• **WHAT IS BEING ASKED**: Each line of the records containing "point" is to be copied out and returned.
*** RECORDS SHOWN Section Begins ***
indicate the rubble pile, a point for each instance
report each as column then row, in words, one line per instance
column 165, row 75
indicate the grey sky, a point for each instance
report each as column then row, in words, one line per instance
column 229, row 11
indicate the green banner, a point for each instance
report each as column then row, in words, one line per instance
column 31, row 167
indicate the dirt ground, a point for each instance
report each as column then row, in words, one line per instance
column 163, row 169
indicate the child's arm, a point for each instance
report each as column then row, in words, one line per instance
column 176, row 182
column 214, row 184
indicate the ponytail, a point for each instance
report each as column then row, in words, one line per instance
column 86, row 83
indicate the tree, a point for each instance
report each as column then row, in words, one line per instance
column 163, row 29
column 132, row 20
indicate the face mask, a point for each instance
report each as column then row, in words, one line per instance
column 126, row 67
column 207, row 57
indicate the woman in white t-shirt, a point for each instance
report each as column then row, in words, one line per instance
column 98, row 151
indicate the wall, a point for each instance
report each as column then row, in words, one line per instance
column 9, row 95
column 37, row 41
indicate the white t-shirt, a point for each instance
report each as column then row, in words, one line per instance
*** RECORDS SHOWN Section Ends ***
• **RESPONSE TO THIS TASK**:
indicate the rubble pile, a point for each instance
indicate the grey sky, a point for each instance
indicate the green banner, a point for each instance
indicate the dirt ground, a point for each instance
indicate the child's arm, a point for each instance
indicate the ponytail, a point for each instance
indicate the tree, a point for each instance
indicate the face mask, a point for each instance
indicate the woman in white t-shirt, a point for each instance
indicate the wall, a point for each instance
indicate the white t-shirt, a point for each instance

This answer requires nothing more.